## [Text block]
"Sophisticated" and Little Italy don't always go together unless you're dining at Aldo's, and then do they ever. The menu is over the top--tournedos Rossini with seared Hudson Valley foie gras and Italian black truffle and porcini mushroom sauce; butter-poached lobster risotto deglazed with Highland scotch--as are the prices, and the wine list is packed with big name Italian (and American) bottles. If your pockets are deep and your palate is willing, a feast awaits.
Sometimes you just gotta have Italian food. Lucky for us in these difficult economic times there's Amicci's, a no-frills, moderately priced Italian comfort-food wonder palace with entrées two to three dollars cheaper than the neighbors. We've gushed over the appetizer pane rotundo, a bread bowl filled with seafood and sauce, ad nauseam. Why not try the luscious eggplant parmigiana along with one of Amicci's reasonably priced glasses of wine?
If there's a warmer, cozier spot in Little Italy, we haven't found it yet. Gia Blatterman-Fugate's café on the corner of High Street and Eastern Avenue offers hearty Sicilian fare at very reasonable prices (and you can bring your own bottle, $5 corkage fee). Pasta entrees like ravioli positano or homemade gnocchi impress more than starters, but be sure to save room for homemade cannolis flecked with lemon zest.

## [Exercise directions]
Please reproduce the Little Italy restaurant reviews word for word, from start to finish.

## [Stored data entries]

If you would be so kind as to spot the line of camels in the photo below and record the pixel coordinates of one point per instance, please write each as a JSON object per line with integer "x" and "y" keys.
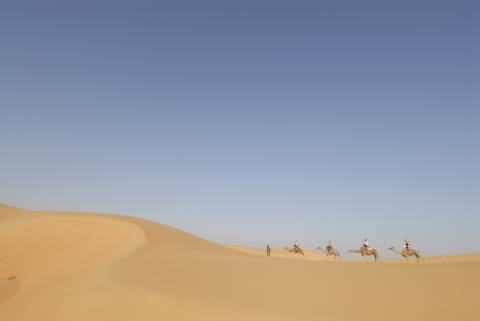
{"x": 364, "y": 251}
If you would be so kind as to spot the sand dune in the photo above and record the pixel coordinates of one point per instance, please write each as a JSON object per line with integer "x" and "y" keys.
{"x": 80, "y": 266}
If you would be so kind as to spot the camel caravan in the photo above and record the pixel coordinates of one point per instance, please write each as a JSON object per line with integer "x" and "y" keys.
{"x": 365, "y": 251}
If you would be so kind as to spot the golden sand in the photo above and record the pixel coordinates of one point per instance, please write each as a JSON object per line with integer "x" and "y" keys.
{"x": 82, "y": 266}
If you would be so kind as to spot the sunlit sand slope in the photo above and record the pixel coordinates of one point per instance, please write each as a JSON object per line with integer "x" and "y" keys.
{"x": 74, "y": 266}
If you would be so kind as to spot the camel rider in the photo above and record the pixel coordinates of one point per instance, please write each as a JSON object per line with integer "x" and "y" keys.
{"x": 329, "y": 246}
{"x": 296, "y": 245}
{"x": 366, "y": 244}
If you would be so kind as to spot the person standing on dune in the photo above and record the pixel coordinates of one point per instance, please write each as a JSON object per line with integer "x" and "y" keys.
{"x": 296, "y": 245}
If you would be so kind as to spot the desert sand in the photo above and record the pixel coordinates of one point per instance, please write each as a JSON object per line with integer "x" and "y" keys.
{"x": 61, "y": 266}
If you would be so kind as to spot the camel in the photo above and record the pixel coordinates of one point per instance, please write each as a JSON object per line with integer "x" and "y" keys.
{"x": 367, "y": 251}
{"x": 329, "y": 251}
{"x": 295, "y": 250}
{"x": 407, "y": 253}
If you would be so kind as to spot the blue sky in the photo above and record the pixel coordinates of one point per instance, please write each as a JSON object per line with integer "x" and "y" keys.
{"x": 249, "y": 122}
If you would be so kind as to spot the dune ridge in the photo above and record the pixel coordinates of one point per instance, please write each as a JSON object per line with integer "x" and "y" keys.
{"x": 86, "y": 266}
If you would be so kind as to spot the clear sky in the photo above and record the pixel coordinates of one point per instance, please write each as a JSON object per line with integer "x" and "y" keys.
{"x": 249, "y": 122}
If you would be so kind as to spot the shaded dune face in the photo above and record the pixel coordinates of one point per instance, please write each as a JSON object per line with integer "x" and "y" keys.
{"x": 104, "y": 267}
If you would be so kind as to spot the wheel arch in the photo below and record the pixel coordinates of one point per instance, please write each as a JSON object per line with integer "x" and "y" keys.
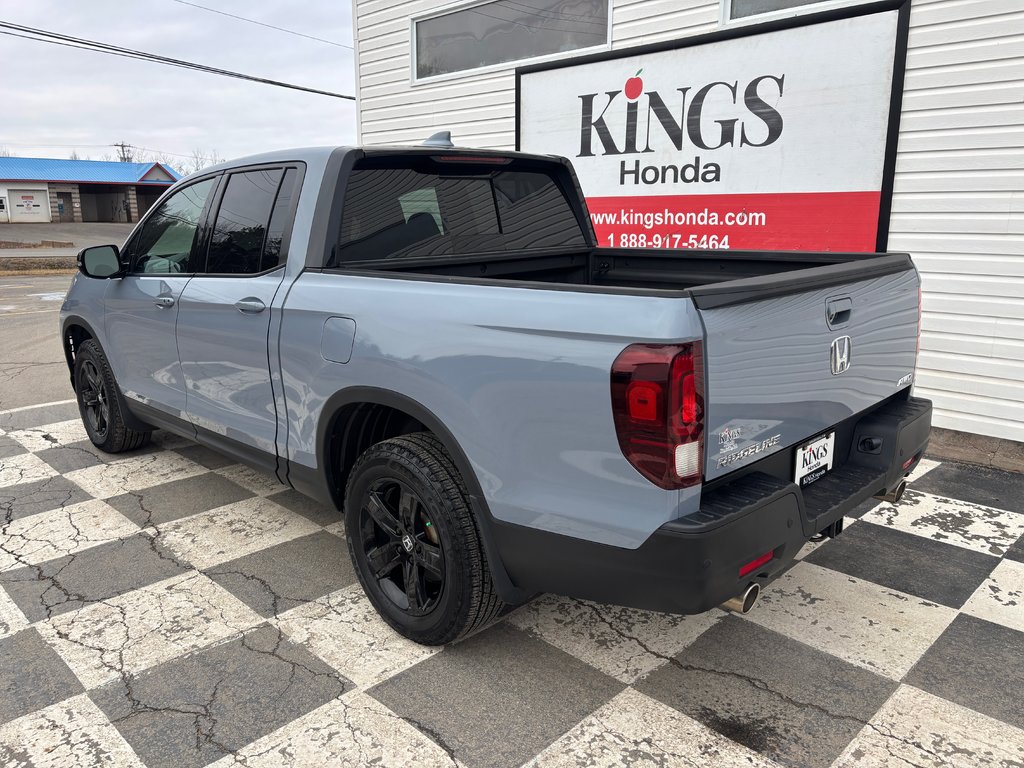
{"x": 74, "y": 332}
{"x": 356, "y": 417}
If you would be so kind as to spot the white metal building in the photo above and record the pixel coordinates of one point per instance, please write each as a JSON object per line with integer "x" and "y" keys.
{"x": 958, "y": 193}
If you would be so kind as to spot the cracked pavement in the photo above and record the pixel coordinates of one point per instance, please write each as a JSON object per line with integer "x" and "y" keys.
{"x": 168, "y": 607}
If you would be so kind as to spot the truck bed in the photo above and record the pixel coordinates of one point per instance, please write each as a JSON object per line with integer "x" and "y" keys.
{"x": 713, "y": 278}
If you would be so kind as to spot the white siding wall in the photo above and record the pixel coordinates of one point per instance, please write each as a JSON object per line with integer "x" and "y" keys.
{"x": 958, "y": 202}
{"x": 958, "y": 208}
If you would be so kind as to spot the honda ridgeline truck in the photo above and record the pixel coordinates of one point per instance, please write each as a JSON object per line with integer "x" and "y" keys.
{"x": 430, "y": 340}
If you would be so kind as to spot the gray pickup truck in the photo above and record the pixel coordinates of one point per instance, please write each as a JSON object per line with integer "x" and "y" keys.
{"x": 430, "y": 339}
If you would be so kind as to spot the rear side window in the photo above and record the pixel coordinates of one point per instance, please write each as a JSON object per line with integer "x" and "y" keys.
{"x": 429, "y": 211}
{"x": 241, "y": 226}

...

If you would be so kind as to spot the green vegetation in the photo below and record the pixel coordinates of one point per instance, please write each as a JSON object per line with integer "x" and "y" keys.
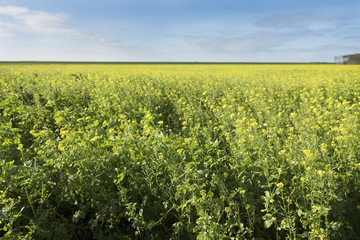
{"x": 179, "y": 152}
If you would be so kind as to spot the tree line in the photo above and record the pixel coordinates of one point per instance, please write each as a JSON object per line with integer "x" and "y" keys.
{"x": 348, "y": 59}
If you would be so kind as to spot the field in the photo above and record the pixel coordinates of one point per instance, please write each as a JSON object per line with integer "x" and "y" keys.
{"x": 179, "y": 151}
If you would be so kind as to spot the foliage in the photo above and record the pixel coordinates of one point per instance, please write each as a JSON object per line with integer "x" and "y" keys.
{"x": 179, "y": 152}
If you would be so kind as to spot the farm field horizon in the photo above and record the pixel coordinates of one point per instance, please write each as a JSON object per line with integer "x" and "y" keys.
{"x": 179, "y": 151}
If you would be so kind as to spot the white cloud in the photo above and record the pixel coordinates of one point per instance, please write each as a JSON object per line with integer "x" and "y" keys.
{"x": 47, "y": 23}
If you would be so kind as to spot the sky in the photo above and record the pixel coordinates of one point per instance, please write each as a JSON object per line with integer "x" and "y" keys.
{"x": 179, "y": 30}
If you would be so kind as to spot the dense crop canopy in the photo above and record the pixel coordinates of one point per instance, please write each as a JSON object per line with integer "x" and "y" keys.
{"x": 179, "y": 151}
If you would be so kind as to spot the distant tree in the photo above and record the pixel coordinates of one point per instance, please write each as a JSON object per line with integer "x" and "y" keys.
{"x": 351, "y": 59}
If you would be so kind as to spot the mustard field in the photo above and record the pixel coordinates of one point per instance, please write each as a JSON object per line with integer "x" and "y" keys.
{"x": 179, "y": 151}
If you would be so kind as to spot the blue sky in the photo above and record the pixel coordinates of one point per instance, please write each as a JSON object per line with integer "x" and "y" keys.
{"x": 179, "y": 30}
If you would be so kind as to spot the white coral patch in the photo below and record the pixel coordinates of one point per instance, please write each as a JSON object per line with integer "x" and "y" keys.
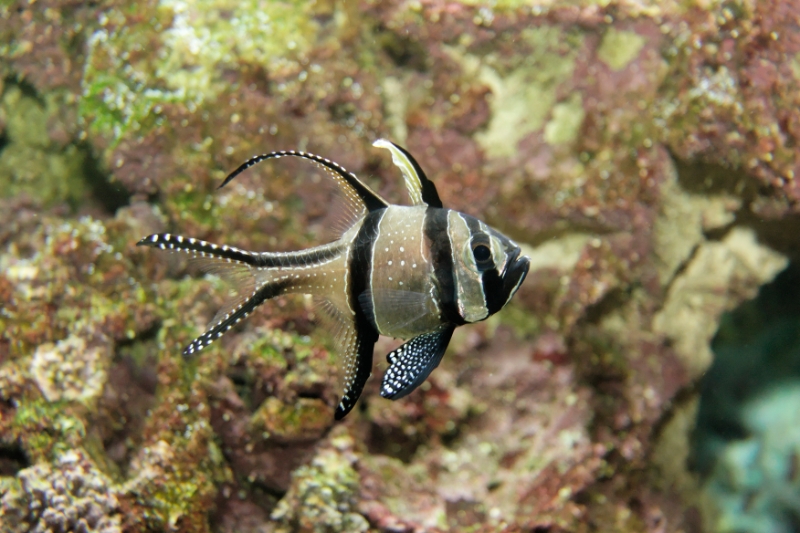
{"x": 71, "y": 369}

## [Written answer]
"Sophisticated" and Little Italy don't always go together unless you're dining at Aldo's, and then do they ever. The menu is over the top--tournedos Rossini with seared Hudson Valley foie gras and Italian black truffle and porcini mushroom sauce; butter-poached lobster risotto deglazed with Highland scotch--as are the prices, and the wine list is packed with big name Italian (and American) bottles. If your pockets are deep and your palate is willing, a feast awaits.
Sometimes you just gotta have Italian food. Lucky for us in these difficult economic times there's Amicci's, a no-frills, moderately priced Italian comfort-food wonder palace with entrées two to three dollars cheaper than the neighbors. We've gushed over the appetizer pane rotundo, a bread bowl filled with seafood and sauce, ad nauseam. Why not try the luscious eggplant parmigiana along with one of Amicci's reasonably priced glasses of wine?
If there's a warmer, cozier spot in Little Italy, we haven't found it yet. Gia Blatterman-Fugate's café on the corner of High Street and Eastern Avenue offers hearty Sicilian fare at very reasonable prices (and you can bring your own bottle, $5 corkage fee). Pasta entrees like ravioli positano or homemade gnocchi impress more than starters, but be sure to save room for homemade cannolis flecked with lemon zest.